**RECORDS SUPPLIED**:
# # # #
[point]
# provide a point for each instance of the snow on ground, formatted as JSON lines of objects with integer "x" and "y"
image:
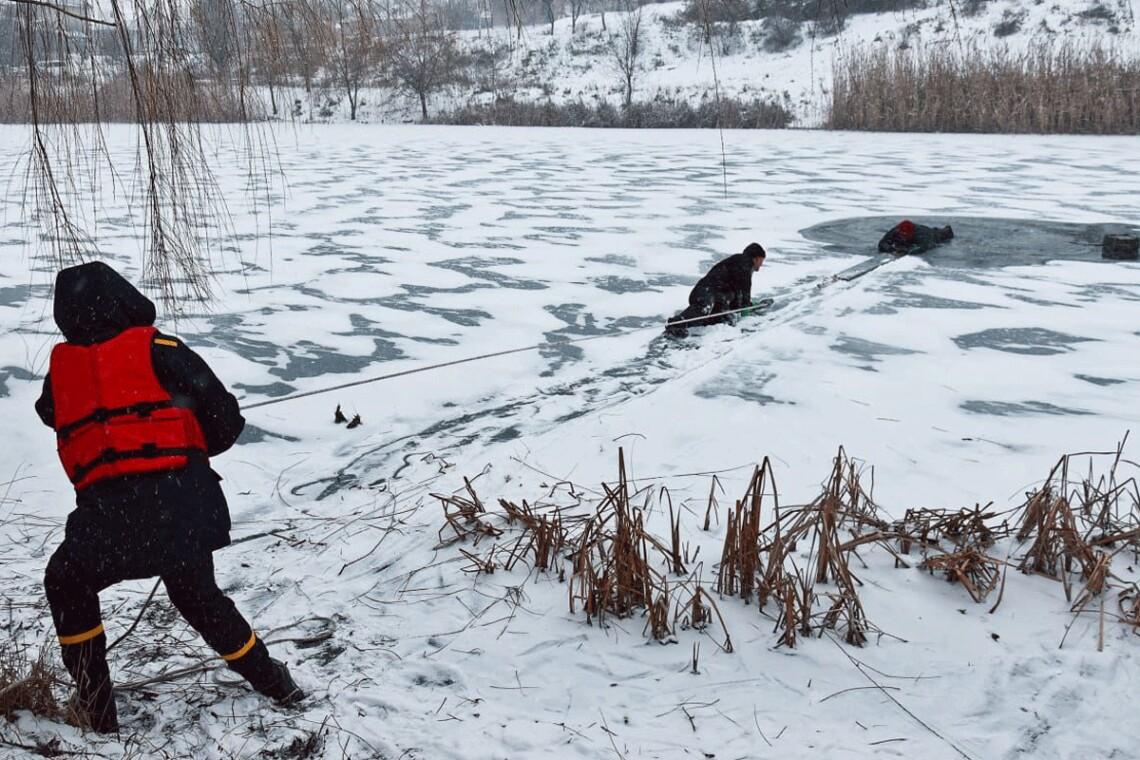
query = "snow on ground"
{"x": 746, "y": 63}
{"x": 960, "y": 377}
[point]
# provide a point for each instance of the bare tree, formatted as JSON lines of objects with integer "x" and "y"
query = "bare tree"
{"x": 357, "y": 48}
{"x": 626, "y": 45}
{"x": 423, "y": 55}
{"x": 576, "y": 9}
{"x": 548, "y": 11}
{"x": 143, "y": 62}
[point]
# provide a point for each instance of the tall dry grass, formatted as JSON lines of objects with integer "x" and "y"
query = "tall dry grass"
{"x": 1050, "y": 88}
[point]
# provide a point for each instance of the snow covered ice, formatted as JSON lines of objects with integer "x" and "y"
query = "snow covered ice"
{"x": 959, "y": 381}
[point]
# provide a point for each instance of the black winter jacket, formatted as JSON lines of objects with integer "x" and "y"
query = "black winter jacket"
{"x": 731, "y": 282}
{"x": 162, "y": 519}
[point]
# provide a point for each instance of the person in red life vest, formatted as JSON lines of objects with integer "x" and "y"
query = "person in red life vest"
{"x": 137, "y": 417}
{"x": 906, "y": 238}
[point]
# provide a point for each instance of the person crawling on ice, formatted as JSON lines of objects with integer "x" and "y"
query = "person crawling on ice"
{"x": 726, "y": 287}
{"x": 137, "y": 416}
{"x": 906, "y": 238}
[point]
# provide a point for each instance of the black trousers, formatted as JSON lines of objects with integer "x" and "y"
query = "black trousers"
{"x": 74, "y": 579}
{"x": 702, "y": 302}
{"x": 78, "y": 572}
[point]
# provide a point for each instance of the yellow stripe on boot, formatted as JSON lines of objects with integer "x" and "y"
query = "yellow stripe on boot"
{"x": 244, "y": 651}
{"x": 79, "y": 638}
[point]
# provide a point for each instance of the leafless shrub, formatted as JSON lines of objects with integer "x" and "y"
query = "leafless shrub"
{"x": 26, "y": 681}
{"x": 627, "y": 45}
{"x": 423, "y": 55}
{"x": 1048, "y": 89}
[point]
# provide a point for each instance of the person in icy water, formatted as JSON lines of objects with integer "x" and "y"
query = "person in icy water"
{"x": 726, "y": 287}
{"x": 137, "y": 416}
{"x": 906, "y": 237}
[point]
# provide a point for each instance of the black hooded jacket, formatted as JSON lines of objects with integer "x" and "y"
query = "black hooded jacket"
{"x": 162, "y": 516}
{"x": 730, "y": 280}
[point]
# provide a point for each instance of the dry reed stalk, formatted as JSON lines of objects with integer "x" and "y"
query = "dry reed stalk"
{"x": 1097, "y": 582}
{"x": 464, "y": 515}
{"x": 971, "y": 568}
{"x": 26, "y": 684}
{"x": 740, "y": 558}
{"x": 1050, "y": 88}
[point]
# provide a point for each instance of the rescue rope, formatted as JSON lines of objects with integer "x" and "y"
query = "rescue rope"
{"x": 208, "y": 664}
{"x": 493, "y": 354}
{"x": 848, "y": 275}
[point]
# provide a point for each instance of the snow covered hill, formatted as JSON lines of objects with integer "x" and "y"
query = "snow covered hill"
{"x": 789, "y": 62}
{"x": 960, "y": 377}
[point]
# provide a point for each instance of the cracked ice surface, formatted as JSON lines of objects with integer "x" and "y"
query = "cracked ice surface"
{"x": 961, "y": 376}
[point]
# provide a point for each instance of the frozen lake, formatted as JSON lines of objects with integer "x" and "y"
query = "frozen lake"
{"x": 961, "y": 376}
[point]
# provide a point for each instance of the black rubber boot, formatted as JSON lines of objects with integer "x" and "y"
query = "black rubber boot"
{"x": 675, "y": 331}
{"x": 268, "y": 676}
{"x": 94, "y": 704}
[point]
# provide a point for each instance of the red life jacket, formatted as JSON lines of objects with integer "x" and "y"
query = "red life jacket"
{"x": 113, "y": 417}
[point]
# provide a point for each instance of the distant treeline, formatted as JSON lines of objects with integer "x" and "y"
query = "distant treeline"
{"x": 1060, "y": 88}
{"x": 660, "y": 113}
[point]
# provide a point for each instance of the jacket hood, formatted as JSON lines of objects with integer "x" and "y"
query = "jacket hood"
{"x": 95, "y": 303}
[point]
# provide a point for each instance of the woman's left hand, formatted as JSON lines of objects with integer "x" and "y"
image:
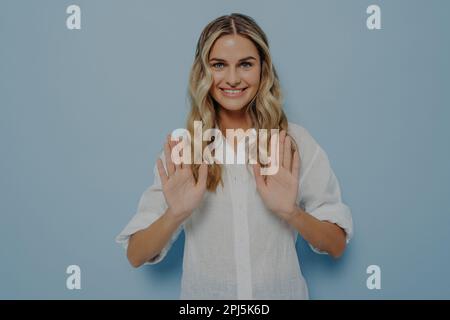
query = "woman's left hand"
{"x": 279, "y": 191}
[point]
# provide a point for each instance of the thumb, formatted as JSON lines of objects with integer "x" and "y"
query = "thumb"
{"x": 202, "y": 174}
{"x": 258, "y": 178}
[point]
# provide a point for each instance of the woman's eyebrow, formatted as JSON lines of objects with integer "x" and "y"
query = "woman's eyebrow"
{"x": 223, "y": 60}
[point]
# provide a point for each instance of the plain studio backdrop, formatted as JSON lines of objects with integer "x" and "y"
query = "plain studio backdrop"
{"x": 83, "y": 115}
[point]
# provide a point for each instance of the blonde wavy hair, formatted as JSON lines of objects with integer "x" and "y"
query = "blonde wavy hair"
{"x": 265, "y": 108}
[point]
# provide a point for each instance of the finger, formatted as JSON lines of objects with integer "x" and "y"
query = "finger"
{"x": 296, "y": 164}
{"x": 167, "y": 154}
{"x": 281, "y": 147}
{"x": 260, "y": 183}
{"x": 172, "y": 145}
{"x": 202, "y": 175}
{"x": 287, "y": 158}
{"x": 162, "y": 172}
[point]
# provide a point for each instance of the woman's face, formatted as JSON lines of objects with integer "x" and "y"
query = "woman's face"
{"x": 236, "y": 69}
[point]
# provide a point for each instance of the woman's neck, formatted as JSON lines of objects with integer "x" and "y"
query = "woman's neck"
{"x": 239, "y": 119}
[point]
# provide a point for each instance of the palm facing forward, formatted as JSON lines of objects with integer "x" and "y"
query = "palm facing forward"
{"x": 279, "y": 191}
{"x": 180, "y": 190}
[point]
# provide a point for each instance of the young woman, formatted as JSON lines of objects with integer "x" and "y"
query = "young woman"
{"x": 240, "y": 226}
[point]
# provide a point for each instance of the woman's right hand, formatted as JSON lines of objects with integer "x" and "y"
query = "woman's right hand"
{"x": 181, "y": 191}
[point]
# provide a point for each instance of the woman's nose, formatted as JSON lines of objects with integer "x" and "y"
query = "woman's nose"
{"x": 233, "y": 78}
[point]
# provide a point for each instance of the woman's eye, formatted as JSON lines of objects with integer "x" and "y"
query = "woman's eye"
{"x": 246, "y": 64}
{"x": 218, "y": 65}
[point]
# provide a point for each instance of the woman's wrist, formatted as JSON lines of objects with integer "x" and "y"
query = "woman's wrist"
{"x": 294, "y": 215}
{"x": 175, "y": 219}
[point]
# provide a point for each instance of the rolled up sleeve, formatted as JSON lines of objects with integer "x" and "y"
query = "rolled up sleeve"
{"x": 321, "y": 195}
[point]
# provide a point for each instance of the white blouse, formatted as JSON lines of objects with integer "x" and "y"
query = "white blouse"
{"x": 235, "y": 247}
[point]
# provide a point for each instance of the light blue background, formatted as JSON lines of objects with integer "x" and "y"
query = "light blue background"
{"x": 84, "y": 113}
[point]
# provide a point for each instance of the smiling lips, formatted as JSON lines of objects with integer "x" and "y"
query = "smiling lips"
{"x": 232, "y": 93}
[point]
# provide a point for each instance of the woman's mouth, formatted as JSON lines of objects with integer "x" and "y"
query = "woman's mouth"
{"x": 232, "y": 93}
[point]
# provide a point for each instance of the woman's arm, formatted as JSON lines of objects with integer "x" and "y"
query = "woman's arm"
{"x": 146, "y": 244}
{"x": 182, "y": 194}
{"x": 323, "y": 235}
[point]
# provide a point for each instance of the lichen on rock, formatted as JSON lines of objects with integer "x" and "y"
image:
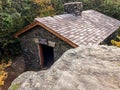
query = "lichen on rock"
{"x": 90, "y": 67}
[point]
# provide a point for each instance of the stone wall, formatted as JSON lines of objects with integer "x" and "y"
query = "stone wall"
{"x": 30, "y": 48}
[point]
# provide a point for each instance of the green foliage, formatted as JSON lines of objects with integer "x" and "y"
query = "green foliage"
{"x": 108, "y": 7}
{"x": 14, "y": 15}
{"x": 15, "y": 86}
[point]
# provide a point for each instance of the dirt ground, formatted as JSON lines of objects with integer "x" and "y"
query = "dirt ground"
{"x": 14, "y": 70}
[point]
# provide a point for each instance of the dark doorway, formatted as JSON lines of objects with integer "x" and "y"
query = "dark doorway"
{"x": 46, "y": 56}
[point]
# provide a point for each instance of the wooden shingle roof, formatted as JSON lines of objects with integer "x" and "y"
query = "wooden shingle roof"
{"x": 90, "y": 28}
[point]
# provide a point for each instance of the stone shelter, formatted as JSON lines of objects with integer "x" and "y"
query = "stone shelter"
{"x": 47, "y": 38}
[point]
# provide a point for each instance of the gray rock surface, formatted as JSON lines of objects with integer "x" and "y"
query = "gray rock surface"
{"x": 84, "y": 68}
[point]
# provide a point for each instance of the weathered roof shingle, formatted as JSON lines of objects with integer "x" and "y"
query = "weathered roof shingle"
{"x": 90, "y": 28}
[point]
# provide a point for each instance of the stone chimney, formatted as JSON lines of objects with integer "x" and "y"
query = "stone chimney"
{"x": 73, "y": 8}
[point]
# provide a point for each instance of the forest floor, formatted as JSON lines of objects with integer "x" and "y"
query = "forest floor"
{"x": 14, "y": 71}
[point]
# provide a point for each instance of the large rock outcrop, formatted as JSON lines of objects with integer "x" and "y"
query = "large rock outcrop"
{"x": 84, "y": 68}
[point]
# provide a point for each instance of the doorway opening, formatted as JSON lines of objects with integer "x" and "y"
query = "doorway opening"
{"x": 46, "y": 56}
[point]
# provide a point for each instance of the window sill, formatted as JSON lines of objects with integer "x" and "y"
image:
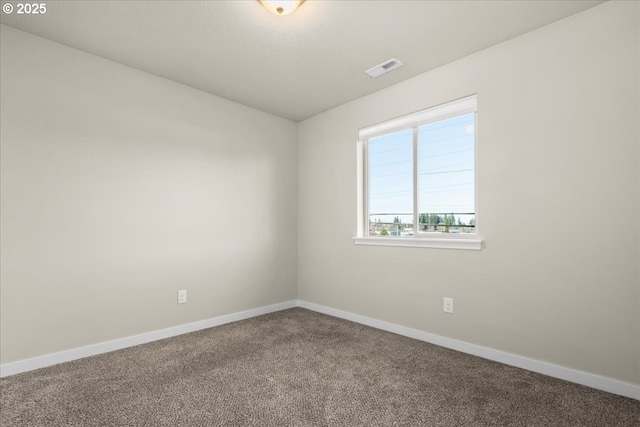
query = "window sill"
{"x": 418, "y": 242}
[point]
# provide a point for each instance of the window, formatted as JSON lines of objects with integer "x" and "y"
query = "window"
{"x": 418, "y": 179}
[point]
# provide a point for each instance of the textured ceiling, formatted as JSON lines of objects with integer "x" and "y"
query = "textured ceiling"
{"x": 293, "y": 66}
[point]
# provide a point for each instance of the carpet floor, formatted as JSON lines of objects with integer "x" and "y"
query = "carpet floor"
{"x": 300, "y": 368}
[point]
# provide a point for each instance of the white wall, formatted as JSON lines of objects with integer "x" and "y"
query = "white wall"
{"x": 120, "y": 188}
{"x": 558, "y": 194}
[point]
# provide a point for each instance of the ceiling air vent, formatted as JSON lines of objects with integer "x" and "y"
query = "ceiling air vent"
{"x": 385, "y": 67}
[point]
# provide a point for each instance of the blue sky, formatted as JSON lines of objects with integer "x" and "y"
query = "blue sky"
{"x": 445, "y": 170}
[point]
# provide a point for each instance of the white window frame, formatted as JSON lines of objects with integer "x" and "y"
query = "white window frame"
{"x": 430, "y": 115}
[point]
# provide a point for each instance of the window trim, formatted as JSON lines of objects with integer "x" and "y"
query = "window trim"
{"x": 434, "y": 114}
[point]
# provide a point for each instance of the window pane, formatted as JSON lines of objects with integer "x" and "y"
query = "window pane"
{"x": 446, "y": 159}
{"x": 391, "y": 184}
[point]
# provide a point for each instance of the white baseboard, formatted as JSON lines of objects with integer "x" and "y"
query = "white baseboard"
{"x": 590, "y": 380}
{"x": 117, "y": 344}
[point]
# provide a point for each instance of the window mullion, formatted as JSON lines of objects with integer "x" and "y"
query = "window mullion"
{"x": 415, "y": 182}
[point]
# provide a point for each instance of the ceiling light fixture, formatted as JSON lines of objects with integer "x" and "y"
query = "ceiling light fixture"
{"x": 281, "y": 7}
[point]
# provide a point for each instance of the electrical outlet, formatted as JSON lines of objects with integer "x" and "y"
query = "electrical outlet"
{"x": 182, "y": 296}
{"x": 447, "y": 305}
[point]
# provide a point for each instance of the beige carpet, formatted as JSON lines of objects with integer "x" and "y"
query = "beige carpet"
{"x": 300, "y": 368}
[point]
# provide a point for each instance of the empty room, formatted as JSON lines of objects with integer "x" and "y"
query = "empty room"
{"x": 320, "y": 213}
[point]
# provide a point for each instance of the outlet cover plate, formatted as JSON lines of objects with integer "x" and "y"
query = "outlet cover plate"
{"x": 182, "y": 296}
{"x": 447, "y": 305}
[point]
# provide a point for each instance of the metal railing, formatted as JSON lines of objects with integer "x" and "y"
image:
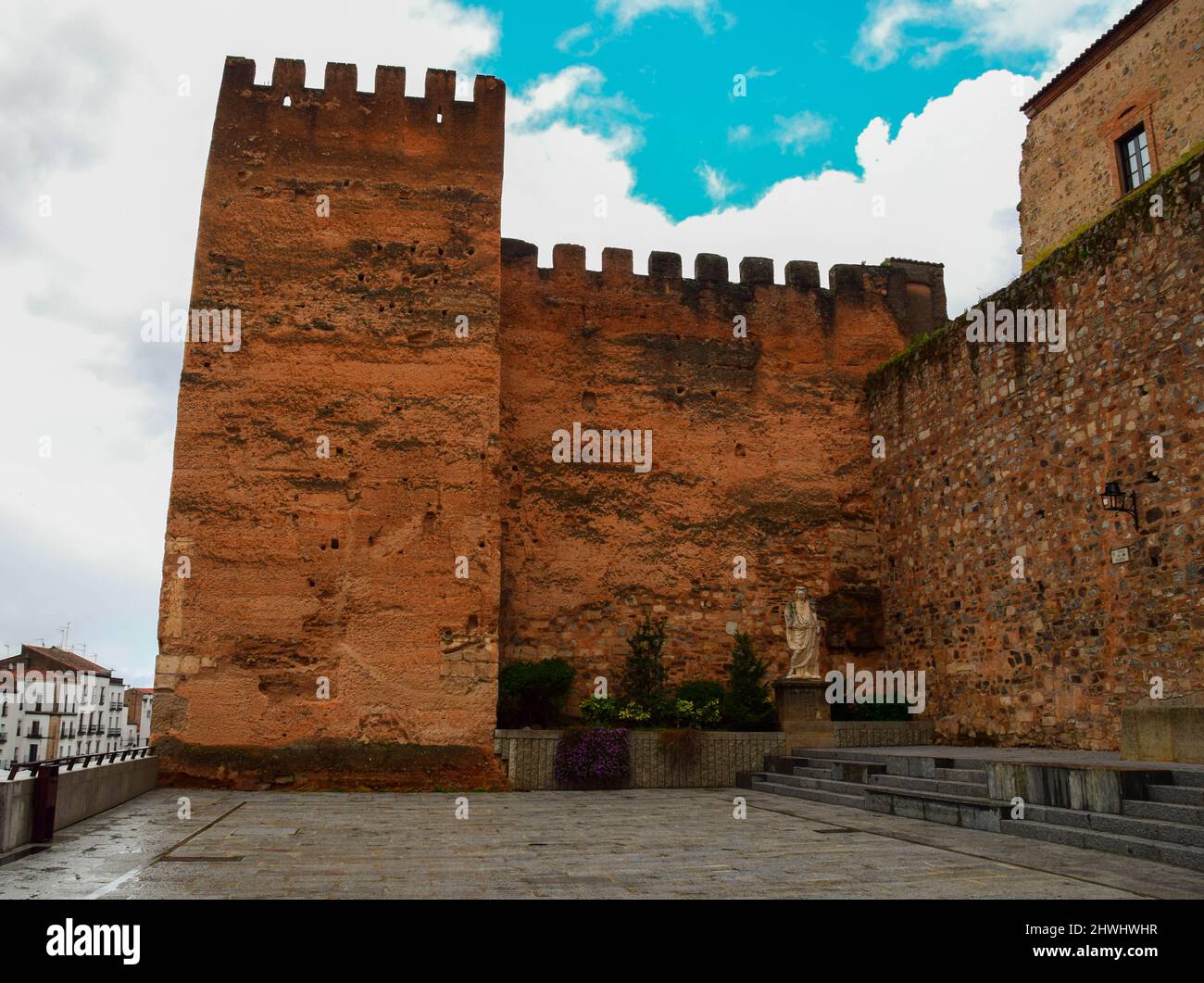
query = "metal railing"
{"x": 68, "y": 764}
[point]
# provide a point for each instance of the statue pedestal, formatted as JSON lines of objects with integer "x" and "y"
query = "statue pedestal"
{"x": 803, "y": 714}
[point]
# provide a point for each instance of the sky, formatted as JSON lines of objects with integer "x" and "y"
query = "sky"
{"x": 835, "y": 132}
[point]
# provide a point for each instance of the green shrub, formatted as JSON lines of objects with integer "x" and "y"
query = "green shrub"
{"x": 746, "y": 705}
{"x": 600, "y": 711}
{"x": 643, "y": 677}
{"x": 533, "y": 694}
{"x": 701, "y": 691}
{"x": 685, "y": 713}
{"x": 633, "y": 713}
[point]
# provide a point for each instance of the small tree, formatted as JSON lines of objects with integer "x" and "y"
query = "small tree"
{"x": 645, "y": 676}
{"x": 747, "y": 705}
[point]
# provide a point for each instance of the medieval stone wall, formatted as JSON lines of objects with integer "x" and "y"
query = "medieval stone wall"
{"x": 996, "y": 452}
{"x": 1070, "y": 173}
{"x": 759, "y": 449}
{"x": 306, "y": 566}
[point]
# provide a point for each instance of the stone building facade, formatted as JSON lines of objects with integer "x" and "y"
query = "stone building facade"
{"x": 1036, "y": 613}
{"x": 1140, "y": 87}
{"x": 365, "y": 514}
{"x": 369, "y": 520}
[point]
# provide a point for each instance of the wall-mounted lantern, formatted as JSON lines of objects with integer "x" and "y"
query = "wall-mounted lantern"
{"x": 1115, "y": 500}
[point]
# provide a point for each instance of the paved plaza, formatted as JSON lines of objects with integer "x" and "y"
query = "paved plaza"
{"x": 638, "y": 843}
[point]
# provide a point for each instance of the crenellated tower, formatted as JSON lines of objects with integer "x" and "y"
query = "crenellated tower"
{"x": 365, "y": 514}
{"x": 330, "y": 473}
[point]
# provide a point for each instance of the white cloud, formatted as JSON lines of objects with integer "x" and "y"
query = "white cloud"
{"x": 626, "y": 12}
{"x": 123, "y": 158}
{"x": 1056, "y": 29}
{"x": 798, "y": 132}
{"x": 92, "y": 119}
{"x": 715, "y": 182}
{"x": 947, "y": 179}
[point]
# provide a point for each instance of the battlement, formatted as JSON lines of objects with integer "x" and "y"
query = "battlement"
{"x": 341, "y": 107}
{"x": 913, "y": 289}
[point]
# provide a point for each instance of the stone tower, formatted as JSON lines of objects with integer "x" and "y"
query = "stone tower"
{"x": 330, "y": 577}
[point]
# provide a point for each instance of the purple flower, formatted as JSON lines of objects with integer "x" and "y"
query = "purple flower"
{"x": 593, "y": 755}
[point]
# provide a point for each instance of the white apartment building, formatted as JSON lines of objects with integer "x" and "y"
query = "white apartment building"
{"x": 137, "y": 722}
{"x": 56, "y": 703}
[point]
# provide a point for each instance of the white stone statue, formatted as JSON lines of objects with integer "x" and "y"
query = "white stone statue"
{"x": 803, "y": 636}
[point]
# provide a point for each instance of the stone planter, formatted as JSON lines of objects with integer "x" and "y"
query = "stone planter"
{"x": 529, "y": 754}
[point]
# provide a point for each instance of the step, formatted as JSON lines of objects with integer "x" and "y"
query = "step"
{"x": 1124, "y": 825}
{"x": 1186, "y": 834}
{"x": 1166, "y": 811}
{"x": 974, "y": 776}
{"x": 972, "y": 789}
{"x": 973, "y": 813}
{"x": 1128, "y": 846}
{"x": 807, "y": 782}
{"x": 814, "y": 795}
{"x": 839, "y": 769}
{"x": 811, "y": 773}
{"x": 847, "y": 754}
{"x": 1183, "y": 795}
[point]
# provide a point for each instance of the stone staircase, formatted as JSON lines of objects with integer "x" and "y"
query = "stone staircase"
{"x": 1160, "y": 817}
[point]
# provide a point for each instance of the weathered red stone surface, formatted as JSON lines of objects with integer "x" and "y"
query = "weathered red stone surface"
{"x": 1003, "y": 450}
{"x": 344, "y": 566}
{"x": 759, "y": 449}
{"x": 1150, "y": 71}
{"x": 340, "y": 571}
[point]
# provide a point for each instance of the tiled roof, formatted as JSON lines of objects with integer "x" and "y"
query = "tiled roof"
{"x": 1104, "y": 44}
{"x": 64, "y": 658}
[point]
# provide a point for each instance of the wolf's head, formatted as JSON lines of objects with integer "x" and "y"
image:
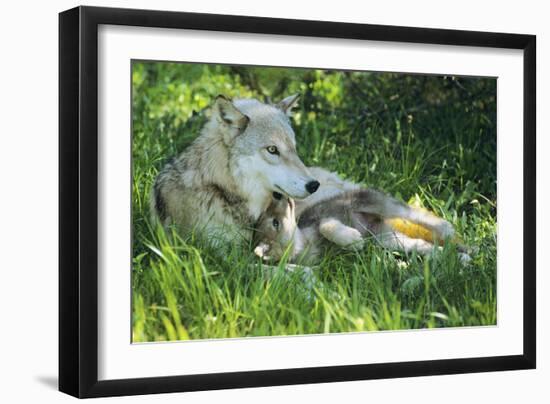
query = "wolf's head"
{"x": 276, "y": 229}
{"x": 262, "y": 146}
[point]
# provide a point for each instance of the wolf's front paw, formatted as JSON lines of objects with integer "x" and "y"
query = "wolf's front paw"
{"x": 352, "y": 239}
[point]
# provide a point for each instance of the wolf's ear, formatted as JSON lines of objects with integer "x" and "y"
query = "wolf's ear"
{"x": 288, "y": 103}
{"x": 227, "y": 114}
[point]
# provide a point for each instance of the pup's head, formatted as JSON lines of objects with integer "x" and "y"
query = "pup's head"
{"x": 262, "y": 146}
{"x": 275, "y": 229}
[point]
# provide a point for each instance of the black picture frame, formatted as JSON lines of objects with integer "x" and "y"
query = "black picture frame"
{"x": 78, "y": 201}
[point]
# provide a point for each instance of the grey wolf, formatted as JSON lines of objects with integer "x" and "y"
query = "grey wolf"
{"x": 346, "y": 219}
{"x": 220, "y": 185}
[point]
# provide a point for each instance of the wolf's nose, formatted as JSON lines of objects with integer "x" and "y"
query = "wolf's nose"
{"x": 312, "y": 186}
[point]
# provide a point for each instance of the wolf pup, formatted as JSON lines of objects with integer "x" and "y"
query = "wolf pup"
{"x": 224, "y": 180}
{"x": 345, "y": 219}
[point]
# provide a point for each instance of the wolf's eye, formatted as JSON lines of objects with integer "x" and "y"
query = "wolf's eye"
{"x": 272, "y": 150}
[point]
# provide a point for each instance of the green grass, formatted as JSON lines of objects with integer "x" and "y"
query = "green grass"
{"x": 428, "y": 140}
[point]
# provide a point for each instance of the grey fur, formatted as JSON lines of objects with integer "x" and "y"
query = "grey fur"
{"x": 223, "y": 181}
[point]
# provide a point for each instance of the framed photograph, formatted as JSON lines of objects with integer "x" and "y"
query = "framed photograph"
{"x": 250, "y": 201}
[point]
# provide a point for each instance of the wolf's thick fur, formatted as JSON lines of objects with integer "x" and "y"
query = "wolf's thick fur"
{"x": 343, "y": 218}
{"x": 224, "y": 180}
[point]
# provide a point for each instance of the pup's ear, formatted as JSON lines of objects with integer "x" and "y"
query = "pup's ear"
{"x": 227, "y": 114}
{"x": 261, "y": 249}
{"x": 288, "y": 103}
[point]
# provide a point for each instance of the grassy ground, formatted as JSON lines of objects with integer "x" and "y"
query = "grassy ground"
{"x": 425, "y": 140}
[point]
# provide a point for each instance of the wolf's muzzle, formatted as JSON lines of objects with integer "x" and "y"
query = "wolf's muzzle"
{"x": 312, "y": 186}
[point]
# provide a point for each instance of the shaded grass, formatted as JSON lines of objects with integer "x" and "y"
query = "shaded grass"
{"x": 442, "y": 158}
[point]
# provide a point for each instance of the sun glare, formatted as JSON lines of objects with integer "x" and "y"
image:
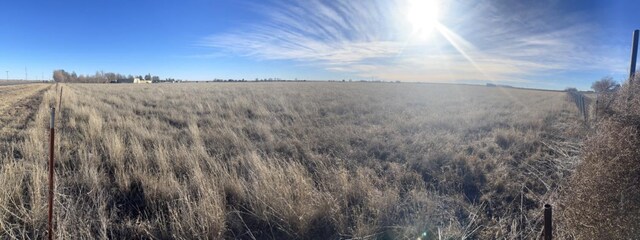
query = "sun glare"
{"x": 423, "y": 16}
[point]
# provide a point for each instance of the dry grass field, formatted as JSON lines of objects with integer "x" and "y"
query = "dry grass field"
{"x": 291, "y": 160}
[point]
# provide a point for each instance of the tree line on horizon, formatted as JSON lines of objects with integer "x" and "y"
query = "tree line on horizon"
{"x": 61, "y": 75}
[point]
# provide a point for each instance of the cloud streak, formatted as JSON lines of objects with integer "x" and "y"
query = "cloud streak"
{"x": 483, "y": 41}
# # # #
**EXERCISE OBJECTIVE**: Pull together every line of the listing above that contains the string "fixture", and copy each one in full.

**EXPECTED ANSWER**:
# provide a point for each instance of the ceiling light fixture, formatted as JSON lines of objects with integer "x" and "y"
query = "ceiling light fixture"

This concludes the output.